REQUIRED WORK => Please set down, word for word, the part of the "Where Is The Real Crisis?" column below that opens with the words containing "Dan Kennedy" and closes with "after their purchase.".

=== PAGE EXCERPT ===

Saturday, September 19, 2009

Where Is The Real Crisis?


Where Is The Real Crisis?
Dan Kennedy
Saturday, September 19, 2009

Here’s a number you’re not likely to hear from the nightly news: According to the CNW Marketing Research Automotive Consumer Spending & Attitudes Survey of 9/09, one in six people who traded in their car during the cash-for-clunkers program already regret their decision, mostly because of the new or higher monthly car payments and insurance costs they’re burdened with. Under normal circumstances, only about 6 percent of new car buyers express such regret a month or two after their purchase.

That means nearly 300 percent more new car buyers pushed to purchase by cash-for-clunkers are remorseful and unhappy with their decision than are normal new car buyers. And there’s more regret to come, as many of these buyers will default on payments, have cars repossessed, credit ruined. And just wait until all these already unhappy cash-for-clunkers buyers discover that the $4,500.00 “gift” from the government is taxed as income by the same federal government (and their state), and that refund check they count on each April has a big bite taken out of it. Whether it’s pushing people into homes or cars they can’t afford, government’s meddling has negative consequences.

On the other hand, Thomson Reuters has found that 80 percent of Americans are satisfied with their health care providers, 70 percent satisfied with their health insurance coverage, and 53 percent are satisfied with the amount of money they have to pay out of pocket for care. Further, the most common complaints or requests for reform have to do with portability of health insurance, which can obviously be cured without the big-footed destruction of every aspect of American health care proposed by the President and Democrats in Congress.

=== DATA EXCERPTS ===

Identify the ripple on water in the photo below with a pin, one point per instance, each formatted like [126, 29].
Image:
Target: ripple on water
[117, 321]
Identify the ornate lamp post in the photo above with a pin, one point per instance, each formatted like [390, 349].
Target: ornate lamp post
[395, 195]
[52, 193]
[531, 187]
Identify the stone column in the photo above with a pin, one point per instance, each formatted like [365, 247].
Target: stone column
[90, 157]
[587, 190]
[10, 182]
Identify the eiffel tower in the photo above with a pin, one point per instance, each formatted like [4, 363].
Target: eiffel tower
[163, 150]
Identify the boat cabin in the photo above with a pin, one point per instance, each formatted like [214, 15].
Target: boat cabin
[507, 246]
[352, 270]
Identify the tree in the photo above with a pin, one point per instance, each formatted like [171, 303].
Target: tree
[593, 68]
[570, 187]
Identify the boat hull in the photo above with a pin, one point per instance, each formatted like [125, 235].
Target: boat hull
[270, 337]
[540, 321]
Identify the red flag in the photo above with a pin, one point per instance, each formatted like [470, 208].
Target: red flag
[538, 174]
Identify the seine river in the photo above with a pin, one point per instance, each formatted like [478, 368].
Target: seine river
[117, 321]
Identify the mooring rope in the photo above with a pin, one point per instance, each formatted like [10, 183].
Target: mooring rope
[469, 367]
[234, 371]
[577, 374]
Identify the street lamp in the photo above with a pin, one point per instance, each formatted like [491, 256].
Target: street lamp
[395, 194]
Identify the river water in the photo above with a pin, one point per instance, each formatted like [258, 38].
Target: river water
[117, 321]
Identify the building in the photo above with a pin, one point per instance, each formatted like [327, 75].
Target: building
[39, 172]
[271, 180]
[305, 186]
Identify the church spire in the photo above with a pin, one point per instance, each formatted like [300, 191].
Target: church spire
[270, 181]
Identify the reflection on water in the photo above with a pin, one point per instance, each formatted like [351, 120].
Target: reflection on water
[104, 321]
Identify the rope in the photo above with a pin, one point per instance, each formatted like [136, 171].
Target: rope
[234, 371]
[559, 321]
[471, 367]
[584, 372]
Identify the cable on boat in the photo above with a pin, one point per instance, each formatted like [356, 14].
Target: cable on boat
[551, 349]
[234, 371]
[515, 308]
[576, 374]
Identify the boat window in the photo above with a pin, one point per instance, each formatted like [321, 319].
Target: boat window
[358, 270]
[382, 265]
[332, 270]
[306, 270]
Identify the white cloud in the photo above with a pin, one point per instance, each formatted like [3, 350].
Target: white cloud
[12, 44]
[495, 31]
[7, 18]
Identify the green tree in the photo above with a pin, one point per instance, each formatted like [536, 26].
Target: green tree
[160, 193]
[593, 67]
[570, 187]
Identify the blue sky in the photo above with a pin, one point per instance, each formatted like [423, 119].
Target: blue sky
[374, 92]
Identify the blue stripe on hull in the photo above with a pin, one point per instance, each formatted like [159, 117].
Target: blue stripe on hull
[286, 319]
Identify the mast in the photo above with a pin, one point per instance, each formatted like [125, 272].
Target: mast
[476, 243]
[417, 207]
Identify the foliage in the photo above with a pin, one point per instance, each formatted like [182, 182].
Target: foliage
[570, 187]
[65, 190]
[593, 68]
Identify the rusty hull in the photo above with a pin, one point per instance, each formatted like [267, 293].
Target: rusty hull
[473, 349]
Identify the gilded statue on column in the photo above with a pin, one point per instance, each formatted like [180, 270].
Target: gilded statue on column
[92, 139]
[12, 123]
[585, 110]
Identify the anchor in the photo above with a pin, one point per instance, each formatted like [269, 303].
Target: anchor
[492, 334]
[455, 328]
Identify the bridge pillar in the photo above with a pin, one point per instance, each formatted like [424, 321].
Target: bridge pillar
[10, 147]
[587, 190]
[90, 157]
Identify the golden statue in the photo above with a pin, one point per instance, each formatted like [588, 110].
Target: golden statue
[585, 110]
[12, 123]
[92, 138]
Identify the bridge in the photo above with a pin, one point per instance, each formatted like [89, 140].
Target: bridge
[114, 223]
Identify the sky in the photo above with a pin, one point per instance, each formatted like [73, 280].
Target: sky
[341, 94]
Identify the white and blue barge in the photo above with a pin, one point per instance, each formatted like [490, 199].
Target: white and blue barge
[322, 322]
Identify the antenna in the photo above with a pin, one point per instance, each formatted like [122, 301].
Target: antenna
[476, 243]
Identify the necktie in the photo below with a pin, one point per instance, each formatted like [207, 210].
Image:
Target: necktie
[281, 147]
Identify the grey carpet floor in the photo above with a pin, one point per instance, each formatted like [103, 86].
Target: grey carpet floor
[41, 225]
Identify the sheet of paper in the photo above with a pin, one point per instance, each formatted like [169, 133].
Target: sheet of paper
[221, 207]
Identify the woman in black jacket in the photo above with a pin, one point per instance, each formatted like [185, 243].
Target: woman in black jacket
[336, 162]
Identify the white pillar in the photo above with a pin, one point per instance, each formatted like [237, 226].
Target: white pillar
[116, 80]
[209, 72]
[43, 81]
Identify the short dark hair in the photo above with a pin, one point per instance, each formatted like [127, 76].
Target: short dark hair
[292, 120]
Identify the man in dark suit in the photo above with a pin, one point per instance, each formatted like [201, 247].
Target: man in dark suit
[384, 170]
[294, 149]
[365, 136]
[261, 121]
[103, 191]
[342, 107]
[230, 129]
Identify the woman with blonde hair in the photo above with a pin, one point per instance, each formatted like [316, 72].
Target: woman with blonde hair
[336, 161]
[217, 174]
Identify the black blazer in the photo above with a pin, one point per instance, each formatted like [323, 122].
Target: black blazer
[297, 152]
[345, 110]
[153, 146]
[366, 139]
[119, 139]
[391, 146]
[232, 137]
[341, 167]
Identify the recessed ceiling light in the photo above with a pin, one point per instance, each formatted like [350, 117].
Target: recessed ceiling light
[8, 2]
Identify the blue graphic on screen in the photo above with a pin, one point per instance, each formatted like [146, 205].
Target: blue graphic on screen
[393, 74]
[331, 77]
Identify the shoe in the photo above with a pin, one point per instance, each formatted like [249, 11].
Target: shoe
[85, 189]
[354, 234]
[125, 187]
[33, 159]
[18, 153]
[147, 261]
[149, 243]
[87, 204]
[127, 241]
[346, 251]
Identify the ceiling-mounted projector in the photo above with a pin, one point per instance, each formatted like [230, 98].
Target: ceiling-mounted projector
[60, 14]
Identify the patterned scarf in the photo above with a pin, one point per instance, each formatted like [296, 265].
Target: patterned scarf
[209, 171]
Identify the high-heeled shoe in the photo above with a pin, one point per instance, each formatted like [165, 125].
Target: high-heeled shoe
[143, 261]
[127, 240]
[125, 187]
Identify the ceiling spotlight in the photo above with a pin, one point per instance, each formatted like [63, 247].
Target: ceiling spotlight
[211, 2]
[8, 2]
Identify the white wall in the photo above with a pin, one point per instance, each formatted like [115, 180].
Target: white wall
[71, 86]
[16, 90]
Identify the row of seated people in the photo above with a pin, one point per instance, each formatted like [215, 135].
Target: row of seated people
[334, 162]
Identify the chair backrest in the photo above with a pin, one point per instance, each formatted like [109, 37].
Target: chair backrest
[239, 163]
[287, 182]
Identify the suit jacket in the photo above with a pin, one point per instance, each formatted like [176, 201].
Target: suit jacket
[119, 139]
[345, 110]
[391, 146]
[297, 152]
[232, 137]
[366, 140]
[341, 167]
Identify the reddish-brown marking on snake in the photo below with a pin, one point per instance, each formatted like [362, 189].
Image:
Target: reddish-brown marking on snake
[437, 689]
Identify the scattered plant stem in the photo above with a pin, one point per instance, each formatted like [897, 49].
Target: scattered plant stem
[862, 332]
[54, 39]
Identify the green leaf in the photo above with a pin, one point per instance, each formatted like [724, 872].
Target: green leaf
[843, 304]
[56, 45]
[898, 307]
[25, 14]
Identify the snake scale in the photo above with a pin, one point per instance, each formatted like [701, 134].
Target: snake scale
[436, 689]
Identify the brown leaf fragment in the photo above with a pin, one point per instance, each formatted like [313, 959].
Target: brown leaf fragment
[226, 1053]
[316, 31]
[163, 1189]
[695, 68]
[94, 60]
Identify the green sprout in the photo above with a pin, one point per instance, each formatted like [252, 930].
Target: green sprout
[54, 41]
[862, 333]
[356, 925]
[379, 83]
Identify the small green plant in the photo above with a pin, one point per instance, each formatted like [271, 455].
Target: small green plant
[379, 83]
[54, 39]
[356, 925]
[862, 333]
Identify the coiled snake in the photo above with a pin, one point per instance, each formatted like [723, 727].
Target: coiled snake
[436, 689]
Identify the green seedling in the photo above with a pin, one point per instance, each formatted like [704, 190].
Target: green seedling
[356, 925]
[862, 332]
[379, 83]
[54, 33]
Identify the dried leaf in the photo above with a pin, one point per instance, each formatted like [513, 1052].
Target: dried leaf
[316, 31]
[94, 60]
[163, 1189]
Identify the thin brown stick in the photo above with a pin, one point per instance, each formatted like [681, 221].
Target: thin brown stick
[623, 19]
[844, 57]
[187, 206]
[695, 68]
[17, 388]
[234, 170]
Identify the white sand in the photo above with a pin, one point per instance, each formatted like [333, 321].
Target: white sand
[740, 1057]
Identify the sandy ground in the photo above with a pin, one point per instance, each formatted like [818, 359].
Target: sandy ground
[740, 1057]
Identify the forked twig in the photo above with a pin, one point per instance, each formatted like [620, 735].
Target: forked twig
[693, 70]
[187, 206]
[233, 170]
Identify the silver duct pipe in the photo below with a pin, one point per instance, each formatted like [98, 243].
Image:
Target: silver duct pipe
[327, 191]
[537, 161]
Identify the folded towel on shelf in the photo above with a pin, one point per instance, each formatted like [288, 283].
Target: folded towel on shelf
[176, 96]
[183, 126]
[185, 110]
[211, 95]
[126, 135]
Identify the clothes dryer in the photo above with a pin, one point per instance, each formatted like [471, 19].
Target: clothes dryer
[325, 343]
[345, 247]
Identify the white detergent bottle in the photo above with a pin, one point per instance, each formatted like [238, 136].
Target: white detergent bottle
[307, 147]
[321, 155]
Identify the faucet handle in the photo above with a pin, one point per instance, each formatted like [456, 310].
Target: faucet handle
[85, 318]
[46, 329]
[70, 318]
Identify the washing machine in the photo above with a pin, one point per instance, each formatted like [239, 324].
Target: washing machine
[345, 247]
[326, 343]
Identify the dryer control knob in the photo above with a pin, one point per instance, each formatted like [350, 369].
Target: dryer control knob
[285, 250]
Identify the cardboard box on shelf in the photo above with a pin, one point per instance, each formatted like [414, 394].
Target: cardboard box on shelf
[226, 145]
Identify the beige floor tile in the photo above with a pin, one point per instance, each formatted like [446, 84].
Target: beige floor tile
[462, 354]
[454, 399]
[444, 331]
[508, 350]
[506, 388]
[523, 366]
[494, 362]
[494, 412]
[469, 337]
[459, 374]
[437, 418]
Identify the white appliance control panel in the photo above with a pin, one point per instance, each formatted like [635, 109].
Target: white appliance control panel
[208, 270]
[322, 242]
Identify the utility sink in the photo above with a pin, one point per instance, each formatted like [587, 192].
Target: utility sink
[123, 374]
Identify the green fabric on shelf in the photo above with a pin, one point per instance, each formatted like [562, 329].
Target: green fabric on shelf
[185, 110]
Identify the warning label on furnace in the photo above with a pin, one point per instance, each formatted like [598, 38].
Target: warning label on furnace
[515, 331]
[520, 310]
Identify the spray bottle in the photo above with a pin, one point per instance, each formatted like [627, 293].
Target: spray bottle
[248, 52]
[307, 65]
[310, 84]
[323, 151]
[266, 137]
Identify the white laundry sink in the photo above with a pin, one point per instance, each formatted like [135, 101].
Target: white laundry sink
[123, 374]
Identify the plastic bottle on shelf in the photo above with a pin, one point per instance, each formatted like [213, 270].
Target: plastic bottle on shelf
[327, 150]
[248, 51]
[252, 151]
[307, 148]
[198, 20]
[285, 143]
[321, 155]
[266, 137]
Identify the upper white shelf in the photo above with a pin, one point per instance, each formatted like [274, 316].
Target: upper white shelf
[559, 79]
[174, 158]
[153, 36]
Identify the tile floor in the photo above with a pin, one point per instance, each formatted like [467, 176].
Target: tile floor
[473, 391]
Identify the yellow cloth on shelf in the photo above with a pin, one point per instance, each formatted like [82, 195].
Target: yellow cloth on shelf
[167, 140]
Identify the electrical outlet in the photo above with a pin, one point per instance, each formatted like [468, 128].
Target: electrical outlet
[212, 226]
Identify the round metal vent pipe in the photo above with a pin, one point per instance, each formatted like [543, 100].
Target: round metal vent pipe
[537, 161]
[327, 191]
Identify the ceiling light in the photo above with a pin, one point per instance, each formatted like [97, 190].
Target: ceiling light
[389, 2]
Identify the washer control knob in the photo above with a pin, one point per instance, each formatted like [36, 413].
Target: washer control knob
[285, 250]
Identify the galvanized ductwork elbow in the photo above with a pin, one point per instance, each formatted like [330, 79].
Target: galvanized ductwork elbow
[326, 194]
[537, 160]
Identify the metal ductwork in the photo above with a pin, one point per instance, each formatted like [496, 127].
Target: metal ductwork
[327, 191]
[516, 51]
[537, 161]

===

RESULT FOR THIS TASK =>
Dan Kennedy
Saturday, September 19, 2009

Here’s a number you’re not likely to hear from the nightly news: According to the CNW Marketing Research Automotive Consumer Spending & Attitudes Survey of 9/09, one in six people who traded in their car during the cash-for-clunkers program already regret their decision, mostly because of the new or higher monthly car payments and insurance costs they’re burdened with. Under normal circumstances, only about 6 percent of new car buyers express such regret a month or two after their purchase.